• Exercise goal:
From the records below, copy out every line from the line containing "Where can you see the brown" through the line containing "column 142, row 385", inclusive, without changing anything.

• Data shown:
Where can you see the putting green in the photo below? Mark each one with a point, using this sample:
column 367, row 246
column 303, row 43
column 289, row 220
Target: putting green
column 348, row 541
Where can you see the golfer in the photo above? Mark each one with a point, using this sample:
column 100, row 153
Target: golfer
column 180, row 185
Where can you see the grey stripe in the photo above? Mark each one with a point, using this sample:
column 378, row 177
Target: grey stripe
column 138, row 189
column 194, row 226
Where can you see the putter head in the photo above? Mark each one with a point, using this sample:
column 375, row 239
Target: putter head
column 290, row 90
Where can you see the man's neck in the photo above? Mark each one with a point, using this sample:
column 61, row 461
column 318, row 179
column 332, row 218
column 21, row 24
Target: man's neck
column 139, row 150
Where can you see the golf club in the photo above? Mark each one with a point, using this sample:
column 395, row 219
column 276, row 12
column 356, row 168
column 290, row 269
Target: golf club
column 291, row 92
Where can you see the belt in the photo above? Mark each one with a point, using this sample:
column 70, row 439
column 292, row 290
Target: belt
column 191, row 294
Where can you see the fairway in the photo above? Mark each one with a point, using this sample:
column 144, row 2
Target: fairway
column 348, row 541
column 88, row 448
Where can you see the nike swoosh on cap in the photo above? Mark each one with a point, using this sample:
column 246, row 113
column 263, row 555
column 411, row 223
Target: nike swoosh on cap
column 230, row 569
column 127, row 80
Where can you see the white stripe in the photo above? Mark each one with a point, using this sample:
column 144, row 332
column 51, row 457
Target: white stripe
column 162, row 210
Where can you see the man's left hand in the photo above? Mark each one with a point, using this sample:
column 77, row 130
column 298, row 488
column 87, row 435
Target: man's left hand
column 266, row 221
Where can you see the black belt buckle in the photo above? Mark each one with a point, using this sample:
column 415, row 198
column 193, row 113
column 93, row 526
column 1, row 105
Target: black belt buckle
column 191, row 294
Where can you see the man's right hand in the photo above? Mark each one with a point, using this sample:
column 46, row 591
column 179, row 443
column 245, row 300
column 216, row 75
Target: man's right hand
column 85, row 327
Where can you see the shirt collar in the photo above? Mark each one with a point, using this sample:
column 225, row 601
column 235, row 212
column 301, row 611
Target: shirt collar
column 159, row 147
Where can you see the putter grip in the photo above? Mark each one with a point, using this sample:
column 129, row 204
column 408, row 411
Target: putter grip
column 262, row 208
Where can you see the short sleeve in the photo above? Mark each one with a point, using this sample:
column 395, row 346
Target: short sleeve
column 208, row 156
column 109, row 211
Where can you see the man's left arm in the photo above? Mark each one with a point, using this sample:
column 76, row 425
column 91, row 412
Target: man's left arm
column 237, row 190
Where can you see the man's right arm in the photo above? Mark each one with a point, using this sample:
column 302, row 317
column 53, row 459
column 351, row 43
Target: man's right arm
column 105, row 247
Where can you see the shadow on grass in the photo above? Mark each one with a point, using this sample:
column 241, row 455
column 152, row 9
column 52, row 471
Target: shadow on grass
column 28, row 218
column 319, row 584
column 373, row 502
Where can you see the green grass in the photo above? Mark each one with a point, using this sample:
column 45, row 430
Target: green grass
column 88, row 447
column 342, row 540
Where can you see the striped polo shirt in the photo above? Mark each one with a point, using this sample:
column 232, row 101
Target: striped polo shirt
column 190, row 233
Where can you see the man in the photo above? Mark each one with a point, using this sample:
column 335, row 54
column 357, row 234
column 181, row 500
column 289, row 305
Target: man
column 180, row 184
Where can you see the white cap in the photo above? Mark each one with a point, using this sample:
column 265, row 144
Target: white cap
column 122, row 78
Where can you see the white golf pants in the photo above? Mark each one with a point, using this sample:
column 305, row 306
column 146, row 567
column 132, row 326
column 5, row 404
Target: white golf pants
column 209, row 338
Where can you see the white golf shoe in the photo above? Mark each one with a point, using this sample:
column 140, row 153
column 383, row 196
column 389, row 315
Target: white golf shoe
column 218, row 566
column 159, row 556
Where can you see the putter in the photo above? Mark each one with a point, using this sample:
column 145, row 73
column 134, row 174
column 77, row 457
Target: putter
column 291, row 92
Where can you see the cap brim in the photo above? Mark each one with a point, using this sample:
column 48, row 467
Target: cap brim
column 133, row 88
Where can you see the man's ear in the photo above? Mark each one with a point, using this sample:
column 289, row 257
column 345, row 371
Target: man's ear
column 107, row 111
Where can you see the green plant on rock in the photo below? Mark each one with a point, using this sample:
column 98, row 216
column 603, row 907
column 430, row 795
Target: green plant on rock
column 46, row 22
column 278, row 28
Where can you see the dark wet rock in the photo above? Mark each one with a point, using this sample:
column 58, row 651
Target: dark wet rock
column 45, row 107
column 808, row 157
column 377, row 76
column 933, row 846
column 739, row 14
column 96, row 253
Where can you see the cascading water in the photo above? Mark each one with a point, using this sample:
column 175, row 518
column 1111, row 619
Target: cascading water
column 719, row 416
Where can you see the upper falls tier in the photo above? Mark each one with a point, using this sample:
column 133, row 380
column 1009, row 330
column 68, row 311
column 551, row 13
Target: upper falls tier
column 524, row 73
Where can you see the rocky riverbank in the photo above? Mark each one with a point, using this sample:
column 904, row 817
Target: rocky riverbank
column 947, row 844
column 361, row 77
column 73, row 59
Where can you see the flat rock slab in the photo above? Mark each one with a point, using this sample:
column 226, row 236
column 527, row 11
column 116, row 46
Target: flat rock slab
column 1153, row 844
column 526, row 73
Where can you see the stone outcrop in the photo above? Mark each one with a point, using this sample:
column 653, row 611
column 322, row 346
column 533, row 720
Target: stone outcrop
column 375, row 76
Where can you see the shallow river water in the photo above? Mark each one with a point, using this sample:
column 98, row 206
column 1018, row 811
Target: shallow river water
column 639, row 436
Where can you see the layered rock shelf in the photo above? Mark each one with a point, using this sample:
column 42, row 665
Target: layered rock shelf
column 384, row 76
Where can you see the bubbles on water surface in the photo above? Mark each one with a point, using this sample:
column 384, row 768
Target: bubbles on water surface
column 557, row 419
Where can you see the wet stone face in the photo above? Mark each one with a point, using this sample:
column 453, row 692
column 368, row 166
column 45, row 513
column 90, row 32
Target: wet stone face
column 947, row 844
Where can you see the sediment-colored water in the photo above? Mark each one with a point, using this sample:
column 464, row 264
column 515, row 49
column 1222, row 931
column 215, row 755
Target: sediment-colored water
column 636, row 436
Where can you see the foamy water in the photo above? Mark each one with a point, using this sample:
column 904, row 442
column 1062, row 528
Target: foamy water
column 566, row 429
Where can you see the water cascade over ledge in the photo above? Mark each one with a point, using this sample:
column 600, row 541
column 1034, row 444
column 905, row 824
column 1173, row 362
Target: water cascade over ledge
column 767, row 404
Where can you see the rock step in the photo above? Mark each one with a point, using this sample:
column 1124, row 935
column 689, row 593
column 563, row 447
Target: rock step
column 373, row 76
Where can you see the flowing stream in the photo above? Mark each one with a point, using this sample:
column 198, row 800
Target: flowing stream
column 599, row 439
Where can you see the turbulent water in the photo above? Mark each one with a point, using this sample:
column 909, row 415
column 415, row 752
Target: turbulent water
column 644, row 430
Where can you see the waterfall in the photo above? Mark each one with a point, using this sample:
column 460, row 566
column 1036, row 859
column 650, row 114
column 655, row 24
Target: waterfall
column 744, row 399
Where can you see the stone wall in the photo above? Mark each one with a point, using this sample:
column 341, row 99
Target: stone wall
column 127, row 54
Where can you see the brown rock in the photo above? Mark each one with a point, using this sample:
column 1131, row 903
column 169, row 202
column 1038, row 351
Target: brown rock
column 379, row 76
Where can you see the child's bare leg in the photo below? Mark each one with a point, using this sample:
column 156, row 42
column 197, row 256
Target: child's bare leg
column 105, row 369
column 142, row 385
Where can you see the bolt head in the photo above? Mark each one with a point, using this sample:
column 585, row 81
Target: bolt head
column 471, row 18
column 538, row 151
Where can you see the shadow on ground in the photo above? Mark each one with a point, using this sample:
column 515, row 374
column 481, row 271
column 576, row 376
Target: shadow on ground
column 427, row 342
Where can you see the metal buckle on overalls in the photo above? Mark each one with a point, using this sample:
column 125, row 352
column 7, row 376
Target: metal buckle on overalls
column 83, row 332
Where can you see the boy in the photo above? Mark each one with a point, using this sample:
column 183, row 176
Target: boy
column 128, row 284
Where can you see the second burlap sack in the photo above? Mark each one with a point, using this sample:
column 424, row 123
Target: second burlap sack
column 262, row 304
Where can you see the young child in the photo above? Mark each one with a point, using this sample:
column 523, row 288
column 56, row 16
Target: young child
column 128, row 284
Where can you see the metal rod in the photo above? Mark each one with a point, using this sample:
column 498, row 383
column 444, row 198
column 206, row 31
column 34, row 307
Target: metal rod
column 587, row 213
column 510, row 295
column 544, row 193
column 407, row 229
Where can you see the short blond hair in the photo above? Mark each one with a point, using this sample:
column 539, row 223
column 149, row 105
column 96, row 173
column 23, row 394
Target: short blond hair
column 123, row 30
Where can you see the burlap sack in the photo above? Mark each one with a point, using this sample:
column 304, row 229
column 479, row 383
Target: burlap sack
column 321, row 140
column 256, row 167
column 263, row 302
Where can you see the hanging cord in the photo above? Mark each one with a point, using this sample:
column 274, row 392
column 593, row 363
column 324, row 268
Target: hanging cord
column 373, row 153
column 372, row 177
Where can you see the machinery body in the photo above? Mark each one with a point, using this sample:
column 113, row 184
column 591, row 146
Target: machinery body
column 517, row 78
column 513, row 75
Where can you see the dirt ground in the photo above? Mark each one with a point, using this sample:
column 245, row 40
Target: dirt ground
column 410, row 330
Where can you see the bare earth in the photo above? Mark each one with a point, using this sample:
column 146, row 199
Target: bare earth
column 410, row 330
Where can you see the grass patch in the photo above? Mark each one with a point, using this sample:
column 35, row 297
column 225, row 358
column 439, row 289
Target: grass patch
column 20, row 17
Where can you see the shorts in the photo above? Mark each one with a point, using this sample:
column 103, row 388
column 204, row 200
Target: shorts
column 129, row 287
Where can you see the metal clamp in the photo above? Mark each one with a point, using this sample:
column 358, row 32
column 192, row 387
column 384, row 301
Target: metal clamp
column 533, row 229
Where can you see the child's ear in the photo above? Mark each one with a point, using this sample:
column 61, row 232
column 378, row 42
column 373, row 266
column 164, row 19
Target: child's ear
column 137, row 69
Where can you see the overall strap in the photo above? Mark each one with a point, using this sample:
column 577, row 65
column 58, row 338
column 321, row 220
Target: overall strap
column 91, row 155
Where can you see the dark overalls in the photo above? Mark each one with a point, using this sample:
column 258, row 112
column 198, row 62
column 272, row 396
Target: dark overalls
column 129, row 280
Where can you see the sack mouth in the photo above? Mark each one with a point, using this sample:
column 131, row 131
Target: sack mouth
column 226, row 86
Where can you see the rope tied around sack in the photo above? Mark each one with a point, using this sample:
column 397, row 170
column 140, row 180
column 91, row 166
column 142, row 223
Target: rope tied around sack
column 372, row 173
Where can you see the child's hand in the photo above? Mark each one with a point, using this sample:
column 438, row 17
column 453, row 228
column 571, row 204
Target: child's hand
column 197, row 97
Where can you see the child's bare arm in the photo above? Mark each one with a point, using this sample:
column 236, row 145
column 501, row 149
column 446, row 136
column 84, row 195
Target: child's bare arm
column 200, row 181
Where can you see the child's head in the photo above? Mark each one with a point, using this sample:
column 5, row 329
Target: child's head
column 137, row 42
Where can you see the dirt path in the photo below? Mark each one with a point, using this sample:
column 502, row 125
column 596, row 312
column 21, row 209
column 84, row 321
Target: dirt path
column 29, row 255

• Task output:
Where can you see the brown rock in the photo above? Mark each one with a point, using this sample:
column 1131, row 903
column 169, row 202
column 1038, row 351
Target: brown rock
column 379, row 76
Where can you see the child's bare leg in the photo below? Mark each one with a point, using this sample:
column 156, row 42
column 197, row 256
Target: child's bare leg
column 105, row 369
column 142, row 385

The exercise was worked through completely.